____ Records for this exercise
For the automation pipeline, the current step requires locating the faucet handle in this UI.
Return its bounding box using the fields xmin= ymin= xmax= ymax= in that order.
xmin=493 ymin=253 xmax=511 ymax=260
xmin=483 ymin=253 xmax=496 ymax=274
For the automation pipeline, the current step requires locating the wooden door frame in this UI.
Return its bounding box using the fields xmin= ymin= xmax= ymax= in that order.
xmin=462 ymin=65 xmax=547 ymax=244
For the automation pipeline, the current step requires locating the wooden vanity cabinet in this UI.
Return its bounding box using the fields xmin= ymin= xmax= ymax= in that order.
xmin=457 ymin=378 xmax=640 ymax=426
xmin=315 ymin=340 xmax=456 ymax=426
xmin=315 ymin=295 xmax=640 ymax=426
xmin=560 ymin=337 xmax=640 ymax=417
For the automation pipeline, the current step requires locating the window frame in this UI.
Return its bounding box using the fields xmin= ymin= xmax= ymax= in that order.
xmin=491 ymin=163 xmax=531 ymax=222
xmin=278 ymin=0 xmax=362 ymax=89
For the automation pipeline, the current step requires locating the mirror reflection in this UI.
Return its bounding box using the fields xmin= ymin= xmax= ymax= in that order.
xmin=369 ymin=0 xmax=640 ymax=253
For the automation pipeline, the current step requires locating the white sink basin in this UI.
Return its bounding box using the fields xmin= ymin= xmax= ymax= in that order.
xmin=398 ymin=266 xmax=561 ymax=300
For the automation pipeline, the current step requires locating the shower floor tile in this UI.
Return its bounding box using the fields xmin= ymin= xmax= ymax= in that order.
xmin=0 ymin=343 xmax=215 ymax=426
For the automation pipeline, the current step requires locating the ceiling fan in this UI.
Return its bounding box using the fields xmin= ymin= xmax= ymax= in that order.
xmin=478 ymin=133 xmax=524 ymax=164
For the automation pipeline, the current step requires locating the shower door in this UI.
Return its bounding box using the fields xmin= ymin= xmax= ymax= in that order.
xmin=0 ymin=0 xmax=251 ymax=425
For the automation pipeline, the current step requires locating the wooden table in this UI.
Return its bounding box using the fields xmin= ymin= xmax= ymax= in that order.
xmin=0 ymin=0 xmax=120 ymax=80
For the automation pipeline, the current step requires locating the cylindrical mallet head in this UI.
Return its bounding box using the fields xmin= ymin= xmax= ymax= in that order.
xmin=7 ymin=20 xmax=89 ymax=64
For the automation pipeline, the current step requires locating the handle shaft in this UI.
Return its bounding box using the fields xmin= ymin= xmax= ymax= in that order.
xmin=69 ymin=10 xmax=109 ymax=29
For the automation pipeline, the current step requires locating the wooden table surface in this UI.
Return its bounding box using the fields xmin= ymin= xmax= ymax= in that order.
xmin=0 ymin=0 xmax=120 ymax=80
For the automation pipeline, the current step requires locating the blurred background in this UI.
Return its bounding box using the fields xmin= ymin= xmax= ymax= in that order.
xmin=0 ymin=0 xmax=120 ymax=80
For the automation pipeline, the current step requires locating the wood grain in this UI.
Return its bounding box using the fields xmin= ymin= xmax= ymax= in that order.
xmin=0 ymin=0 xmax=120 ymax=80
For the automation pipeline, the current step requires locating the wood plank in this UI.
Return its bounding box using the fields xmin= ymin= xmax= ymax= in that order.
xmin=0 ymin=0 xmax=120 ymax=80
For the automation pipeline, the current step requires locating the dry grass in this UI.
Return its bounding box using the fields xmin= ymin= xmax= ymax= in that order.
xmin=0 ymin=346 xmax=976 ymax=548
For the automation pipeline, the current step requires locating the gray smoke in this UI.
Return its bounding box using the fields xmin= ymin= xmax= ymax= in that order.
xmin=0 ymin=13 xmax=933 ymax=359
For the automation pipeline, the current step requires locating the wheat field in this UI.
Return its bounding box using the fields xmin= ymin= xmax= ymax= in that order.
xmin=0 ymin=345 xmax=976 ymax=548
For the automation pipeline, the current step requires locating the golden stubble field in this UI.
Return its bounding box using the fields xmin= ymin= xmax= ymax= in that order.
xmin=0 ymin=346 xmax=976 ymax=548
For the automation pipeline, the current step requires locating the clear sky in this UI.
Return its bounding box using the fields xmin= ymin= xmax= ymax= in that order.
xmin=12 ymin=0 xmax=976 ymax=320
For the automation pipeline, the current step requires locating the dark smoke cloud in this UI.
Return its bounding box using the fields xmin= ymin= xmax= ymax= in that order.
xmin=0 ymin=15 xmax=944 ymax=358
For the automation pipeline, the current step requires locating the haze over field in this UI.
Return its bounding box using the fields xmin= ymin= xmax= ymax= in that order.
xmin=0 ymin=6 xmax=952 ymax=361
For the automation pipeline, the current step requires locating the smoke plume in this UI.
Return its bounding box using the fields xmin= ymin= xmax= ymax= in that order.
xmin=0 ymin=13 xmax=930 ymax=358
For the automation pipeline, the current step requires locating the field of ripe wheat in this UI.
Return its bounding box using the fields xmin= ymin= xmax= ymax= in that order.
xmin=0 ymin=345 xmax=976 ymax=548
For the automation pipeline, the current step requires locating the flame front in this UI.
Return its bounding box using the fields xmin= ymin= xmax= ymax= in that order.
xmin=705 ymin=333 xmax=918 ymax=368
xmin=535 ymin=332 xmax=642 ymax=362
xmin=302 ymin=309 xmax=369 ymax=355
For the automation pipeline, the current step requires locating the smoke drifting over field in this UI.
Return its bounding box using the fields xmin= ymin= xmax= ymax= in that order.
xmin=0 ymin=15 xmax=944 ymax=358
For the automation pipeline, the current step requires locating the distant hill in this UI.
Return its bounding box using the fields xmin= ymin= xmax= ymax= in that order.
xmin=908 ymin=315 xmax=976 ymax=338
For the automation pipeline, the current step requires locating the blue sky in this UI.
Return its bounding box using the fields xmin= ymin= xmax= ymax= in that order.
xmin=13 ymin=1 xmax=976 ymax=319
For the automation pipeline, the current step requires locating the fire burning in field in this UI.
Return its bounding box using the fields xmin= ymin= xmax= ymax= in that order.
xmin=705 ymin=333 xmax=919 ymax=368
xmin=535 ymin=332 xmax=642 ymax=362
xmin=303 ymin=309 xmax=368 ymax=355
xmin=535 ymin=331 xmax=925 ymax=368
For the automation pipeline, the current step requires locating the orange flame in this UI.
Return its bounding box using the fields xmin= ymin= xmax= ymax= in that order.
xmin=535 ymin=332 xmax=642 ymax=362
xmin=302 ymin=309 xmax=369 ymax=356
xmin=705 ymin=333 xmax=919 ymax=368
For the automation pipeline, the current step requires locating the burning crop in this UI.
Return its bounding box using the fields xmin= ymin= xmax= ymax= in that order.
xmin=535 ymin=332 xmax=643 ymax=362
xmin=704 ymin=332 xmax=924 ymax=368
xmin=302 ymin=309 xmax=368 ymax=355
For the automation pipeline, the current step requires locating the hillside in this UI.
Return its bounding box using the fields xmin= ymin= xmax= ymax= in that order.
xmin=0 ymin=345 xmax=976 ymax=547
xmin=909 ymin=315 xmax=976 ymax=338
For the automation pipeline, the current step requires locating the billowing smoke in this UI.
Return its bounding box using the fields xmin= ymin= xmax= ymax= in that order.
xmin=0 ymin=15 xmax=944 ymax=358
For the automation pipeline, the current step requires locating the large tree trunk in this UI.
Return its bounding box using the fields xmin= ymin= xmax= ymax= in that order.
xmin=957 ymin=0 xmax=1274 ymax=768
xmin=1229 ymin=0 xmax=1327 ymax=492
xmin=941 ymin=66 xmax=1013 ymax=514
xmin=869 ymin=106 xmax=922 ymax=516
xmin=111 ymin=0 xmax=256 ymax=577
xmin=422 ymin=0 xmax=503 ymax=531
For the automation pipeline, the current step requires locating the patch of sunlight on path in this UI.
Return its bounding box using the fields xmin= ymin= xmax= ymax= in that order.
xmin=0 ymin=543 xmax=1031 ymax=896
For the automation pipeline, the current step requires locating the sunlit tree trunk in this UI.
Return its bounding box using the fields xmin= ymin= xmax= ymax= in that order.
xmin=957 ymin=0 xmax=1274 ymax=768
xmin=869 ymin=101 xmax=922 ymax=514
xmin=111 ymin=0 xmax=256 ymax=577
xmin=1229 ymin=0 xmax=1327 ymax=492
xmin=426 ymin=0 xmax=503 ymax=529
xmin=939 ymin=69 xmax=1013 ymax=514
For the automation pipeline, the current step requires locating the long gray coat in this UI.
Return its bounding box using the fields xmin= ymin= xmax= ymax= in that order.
________
What needs to be done
Lay out the lines from the start of the records through the line containing "xmin=462 ymin=65 xmax=547 ymax=244" as a JSON list of strings, one string per line, with blank lines omitted.

Exercise solution
[
  "For the automation pipeline, the current step requires locating the faucet handle in this UI.",
  "Return its bounding box using the fields xmin= ymin= xmax= ymax= in that order.",
  "xmin=493 ymin=253 xmax=511 ymax=260",
  "xmin=483 ymin=253 xmax=496 ymax=274",
  "For the automation pipeline, the current step requires locating the wooden door frame in this UI.",
  "Return its bounding box using the fields xmin= ymin= xmax= ymax= in that order.",
  "xmin=462 ymin=65 xmax=547 ymax=244"
]